**USING THE INFORMATION**
1. List the 5 S's that the adrenal insufficiency passage gives for managing adrenal crisis.
2. Write a continuation of the adrenal insufficiency passage, starting after its final sentence.

Diagnostic Procedures/Other
- Abdominal CT scan: small adrenal glands in autoimmune adrenalitis; enlarged adrenal glands may be seen in infiltrative and hemorrhagic disorders.
- Abdominal x-ray may show adrenal calcifications.
- Chest x-ray may show small heart size and/or calcification of cartilage; evidence of TB or fungal infection may be seen on chest x-ray.
- MRI of pituitary and hypothalamus if secondary or tertiary cause is suspected
- CT-guided fine-needle biopsy of adrenal masses may identify diagnoses.
- ECG: low voltage QRS with nonspecific ST-T changes due to hyperkalemia
Test Interpretation
- Atrophic adrenals in autoimmune adrenalitis
- Infiltrative and hemorrhagic disorders often produce enlargement with destruction of the entire gland.
Treatment
General Measures
Consider the 5 S’s for the management of adrenal crisis:
- Salt, sugar, steroids, support, and search for a precipitating illness (usually infection, trauma, recent surgery, or not taking prescribed replacement therapy)
Medication
First Line
- Chronic adrenal insufficiency
- Dosing: hydrocortisone 15 to 25 mg (or therapeutic equivalent) PO in 2 to 4 divided doses (with the highest dose given in the morning upon rising); dosage may vary and is usually lower in children and the elderly.
- Precautions: hepatic disease, fluid disturbances, immunosuppression, peptic ulcer disease, pregnancy, osteoporosis
- Adverse reactions: immunosuppression, osteoporosis, gastric ulcers, depression, hyperglycemia, weight gain, glaucoma
- Mineralocorticoid supplementation
- Dosing: fludrocortisone 0.05 to 0.20 mg/day PO taken in morning
- Assess clinically (salt craving, orthostatic hypotension, edema).
- May require salt supplementation
- Addisonian crisis
- Large-bore IV access for fluid resuscitation with isotonic normal saline to restore volume deficit and correct hypotension
- Hydrocortisone 100 mg in 100 cc of isotonic saline IV injection followed by hydrocortisone 200 mg IV over 24 hours (by continuous infusion at the rate of 10 to 12 cc per hour or dosed as a bolus of 100 mg every 6 to 8 hours and then 100 mg/day on following day based on clinical status)
- Clinical improvement, especially BP response, evident in 4 to 6 hours of hydrocortisone infusion
- After 2 to 3 days, the stress hydrocortisone dose should be reduced to 100 to 150 μg infused over 24 hours to avoid stress GI bleed.
- Fludrocortisone is typically not required because high-dose hydrocortisone is an effective mineralocorticoid.
- Acute illnesses (fever, stress, minor trauma)—double the patient’s usual steroid dose, taper the dose gradually, and monitor vital signs and serum sodium.
- Supplementation for minor to moderate surgical procedures
- Administer hydrocortisone 25 to 75 mg/day IV or methylprednisolone 5 to 30 mg IV on the day of the procedure in addition to maintenance therapy; taper gradually to the usual dose over 1 to 2 days.

**INFORMATION**
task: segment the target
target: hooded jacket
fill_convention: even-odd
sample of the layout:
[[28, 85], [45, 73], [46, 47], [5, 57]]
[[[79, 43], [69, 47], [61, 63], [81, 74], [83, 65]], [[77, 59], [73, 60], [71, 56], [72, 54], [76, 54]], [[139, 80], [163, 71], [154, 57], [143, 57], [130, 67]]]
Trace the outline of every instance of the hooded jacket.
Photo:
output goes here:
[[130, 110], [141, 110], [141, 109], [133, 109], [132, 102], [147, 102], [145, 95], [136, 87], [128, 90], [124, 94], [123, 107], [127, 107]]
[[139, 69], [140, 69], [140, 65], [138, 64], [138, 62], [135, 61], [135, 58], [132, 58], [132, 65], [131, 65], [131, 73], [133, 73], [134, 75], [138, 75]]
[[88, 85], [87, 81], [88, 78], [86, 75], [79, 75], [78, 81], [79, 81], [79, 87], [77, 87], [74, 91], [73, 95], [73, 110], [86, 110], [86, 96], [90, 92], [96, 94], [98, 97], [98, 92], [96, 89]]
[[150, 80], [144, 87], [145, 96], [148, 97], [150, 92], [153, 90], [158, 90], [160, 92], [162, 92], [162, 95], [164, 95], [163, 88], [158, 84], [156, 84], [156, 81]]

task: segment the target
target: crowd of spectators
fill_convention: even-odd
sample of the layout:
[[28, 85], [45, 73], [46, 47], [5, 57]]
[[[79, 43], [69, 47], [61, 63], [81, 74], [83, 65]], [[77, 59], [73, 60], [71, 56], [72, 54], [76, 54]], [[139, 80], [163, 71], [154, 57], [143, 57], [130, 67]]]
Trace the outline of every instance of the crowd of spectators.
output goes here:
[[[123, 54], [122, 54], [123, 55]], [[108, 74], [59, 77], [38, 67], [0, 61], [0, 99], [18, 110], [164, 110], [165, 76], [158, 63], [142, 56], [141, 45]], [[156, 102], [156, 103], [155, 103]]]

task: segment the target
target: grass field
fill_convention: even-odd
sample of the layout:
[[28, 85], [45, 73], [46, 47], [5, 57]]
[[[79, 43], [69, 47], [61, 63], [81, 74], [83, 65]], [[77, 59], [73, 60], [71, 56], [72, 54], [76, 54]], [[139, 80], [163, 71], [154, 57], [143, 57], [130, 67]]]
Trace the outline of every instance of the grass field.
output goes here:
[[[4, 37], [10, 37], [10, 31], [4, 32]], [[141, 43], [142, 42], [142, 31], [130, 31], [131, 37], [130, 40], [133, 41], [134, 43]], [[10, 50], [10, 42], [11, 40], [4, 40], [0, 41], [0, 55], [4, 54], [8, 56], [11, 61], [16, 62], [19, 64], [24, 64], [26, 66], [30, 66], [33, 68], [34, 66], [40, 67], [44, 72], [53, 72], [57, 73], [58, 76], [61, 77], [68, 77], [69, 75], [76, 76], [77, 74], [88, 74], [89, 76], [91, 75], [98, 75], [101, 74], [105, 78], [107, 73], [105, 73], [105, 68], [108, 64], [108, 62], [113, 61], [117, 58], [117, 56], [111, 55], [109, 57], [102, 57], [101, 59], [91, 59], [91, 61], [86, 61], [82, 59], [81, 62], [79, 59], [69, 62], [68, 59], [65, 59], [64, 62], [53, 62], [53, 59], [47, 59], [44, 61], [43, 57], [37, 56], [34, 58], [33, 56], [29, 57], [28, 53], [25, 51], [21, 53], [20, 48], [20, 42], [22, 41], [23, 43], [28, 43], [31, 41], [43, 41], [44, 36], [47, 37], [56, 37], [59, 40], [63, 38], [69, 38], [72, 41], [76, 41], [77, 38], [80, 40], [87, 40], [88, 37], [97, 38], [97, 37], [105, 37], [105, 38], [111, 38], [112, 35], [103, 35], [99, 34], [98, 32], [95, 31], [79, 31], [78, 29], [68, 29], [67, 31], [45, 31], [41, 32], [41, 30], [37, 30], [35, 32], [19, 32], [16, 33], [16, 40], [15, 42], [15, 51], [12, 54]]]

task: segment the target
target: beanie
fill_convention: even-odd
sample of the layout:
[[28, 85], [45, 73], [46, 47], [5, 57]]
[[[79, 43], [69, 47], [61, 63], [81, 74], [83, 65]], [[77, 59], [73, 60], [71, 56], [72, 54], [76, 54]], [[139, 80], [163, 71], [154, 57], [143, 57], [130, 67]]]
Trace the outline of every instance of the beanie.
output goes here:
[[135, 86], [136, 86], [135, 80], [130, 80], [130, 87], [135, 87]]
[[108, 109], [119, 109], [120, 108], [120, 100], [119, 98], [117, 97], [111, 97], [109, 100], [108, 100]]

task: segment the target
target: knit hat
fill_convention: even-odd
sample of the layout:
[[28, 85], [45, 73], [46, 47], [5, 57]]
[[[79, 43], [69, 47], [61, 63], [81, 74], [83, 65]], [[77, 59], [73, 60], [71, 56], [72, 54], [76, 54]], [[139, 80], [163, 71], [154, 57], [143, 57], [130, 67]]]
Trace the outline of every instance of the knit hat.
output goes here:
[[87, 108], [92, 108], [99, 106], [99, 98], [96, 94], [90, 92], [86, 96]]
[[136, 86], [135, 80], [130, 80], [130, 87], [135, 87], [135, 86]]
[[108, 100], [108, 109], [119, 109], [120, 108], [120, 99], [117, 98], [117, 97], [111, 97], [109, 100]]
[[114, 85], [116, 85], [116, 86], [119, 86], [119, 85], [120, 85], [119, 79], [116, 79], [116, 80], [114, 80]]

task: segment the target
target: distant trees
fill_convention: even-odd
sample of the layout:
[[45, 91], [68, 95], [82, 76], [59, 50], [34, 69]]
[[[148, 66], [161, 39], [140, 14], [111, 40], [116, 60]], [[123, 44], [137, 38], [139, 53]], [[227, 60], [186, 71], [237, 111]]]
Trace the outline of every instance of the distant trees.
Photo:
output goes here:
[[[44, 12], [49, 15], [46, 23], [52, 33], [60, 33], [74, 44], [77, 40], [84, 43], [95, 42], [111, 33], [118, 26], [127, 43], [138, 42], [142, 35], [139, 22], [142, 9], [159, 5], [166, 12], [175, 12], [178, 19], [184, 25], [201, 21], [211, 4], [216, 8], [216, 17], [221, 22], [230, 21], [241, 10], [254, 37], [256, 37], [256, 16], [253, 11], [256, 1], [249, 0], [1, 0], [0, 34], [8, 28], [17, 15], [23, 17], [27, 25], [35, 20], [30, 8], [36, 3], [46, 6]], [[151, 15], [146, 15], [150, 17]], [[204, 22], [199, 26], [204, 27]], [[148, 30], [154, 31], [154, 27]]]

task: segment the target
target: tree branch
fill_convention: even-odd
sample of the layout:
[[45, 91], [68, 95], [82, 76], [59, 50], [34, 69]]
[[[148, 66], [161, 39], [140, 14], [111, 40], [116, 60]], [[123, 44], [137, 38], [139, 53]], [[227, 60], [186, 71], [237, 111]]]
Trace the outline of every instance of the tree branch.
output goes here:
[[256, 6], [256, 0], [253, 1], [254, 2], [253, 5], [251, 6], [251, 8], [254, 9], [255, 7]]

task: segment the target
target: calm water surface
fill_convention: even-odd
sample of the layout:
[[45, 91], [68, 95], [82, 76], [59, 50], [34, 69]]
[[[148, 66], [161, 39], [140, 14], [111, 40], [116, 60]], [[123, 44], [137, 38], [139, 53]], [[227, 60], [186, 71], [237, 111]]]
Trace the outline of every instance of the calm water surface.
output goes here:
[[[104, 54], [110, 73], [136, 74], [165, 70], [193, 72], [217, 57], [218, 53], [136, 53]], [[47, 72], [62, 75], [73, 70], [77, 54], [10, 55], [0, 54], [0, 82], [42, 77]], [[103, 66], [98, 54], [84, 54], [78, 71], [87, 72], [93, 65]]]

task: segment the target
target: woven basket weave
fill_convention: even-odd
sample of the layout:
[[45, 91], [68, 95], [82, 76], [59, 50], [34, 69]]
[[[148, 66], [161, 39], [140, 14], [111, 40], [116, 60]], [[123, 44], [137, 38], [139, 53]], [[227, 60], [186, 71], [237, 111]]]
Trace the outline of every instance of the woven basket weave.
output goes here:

**RESPONSES PER TASK**
1. Salt, sugar, steroids, support, and search for a precipitating illness

2.
Second Line
Addition of androgen therapy:
- Dehydroepiandrosterone (DHEA) 25 to 50 mg PO once daily is sufficient to restore androgen levels to within normal range with minimal side effects.
Admission, Inpatient, and Nursing Considerations
Admission criteria/initial stabilization
- Presence of circulatory collapse, dehydration, hypotension, nausea, vomiting, hypoglycemia
- Addisonian crisis:
- Airway, breathing, and circulation management
- IV saline containing 5% dextrose and plasma expanders
- Administer hydrocortisone 100 mg IV bolus and then hydrocortisone 200 mg IV over 24 hours continuous infusion or dosed q6.
- Correct electrolyte abnormalities.
- BP support for hypotension
- Antibiotics if infection suspected
- Supplementation for major surgery with general anesthesia, trauma, ICU: hydrocortisone 100 mg IV injection and then 200 mg IV over 24 hours followed by rapid taper
Ongoing Care
Follow-up Recommendations
- Monitor BP, electrolytes, plasma renin, and fasting blood glucose level.
- Periodically evaluate for long-term complications of corticosteroid use; screen for osteoporosis, gastric ulcers, depression, and glaucoma.
- Lifelong medical supervision for signs of adequate therapy and avoidance of overdose
- Monitor for development of new autoimmune diseases such as autoimmune thyroiditis, autoimmune gastritis, and celiac disease.
Diet
Maintain water, sodium, and potassium balance.
Patient Education
- National Adrenal Diseases Foundation, Great Neck, NY 11021, (516) 487-4992 (http://www.nadf.us/)
- Patient should wear or carry medical identification about the disease and the need for hydrocortisone or other replacement therapy.
- Steroid card samples: https://www.ese-hormones.org/media/1213/existingemergencycards.pdf
- Instruct patient in self-administration of parenteral hydrocortisone for emergency situations. Patient should be instructed to double or triple their steroid replacement in stressful situations like common cold, tooth extraction, etc. They should be instructed how to give themselves IM injection.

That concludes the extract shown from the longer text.